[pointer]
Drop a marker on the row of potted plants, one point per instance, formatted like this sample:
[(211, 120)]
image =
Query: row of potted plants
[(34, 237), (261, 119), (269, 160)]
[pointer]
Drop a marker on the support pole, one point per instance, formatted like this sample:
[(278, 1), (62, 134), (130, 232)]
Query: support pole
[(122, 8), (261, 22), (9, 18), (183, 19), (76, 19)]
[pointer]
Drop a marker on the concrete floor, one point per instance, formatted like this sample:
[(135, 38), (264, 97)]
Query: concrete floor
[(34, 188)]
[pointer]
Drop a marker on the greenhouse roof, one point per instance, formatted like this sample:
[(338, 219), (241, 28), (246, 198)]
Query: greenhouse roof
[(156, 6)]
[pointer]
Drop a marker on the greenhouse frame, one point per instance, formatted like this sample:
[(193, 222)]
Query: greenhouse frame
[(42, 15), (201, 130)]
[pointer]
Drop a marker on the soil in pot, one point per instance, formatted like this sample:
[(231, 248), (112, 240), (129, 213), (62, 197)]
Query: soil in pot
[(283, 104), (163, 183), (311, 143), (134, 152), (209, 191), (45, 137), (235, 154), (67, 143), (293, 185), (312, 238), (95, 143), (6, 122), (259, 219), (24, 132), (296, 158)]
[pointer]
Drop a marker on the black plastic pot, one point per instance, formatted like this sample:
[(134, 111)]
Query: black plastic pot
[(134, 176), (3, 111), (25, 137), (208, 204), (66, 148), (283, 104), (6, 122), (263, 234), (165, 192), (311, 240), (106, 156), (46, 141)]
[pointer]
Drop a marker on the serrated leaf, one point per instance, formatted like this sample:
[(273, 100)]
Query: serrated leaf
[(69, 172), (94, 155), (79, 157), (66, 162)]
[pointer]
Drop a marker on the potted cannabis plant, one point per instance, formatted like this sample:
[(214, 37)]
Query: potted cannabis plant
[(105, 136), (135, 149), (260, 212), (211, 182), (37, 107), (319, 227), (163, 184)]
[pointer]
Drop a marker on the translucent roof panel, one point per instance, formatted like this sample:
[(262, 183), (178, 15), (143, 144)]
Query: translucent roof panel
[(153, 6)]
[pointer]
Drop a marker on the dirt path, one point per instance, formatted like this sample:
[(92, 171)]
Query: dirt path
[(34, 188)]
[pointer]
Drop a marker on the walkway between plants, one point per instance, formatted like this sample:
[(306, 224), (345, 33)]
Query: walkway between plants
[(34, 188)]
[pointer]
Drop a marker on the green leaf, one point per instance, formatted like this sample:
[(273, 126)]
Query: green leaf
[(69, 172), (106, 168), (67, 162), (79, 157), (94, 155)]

* * *

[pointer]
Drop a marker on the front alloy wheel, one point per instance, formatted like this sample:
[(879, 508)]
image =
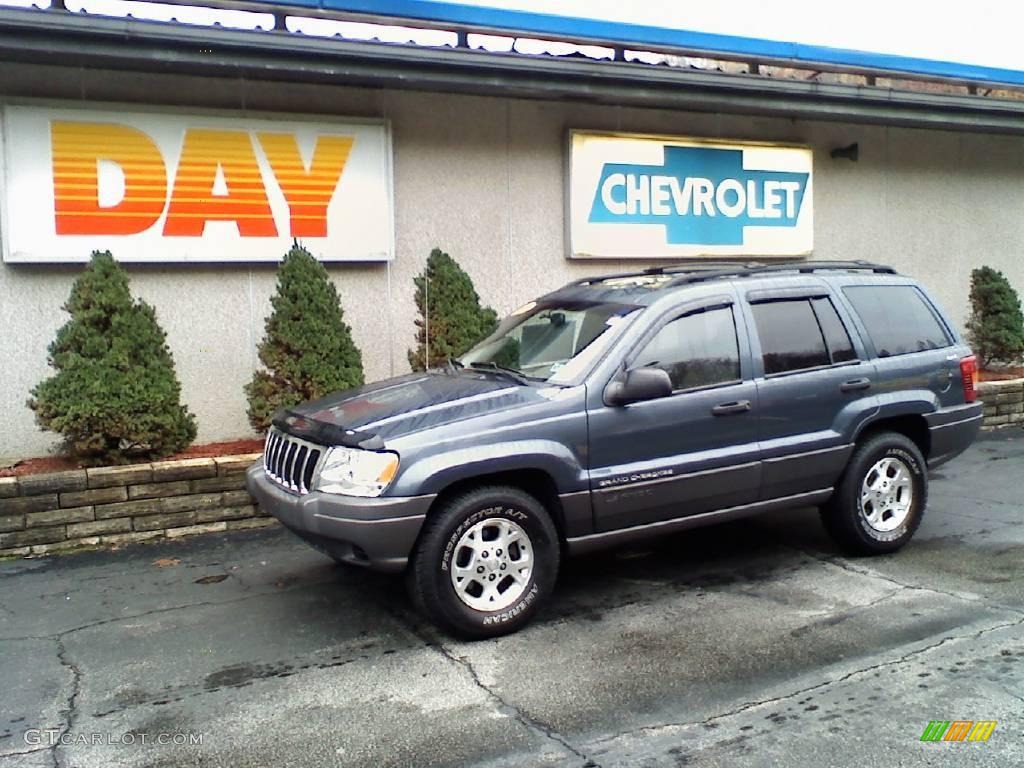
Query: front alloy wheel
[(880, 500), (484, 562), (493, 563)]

* * *

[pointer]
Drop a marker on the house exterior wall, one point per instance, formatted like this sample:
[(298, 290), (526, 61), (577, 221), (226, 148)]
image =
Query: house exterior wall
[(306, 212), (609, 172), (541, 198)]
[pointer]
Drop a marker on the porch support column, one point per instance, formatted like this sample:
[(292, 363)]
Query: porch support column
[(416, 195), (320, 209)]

* * *

[TASK PROMPT] Using the records above, write out exactly the lines between the one holding "[(231, 248), (112, 240), (129, 213), (62, 197)]" and the one holding "[(134, 111)]", inclusive; leave everything else out.

[EXERCISE ANSWER]
[(231, 248), (112, 240), (129, 213), (62, 197)]
Query: soil in pot
[(283, 104), (163, 183), (311, 143), (134, 152), (209, 191), (45, 137), (235, 154), (67, 143), (293, 185), (312, 238), (95, 143), (6, 122), (259, 219), (24, 132), (296, 158)]
[pointer]
Drop a marker on the black plastic pot, one point per instance, formatted like this sample:
[(134, 111)]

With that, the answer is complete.